### Extracted records
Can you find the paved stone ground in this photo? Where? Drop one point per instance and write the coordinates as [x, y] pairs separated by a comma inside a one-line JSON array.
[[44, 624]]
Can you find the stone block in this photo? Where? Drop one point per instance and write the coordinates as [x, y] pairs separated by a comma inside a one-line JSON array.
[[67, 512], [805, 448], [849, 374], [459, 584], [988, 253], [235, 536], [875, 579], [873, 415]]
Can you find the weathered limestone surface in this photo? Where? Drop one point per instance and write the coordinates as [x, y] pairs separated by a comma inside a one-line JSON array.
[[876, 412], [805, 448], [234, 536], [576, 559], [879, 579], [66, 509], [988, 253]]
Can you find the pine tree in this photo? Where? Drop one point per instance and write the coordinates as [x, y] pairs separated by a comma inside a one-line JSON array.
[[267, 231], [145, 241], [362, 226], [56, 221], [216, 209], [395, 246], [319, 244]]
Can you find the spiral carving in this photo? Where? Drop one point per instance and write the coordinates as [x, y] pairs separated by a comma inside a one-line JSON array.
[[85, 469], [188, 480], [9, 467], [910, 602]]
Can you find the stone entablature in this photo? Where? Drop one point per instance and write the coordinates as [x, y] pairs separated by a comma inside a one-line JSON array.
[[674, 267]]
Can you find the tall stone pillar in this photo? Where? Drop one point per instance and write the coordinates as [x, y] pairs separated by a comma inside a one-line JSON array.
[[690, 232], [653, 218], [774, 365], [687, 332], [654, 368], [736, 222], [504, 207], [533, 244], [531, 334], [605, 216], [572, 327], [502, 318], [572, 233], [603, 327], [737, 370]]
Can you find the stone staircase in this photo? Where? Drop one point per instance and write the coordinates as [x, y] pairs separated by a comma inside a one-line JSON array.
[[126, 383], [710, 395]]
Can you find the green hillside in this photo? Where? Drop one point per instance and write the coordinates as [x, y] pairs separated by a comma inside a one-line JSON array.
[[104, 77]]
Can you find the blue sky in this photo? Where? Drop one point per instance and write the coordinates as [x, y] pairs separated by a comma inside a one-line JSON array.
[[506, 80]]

### AIM OF THE EXERCISE
In the entries above, find the line containing "Can you find the blue". Set down that line and every line after it through the last one, exactly and alone.

### OUTPUT FOR THIS EXERCISE
Can you find the blue sky in this photo? Where? Drop one point per instance and write the coordinates as [x, y] pairs separated by a comma inside a one-line JSON array.
[[506, 80]]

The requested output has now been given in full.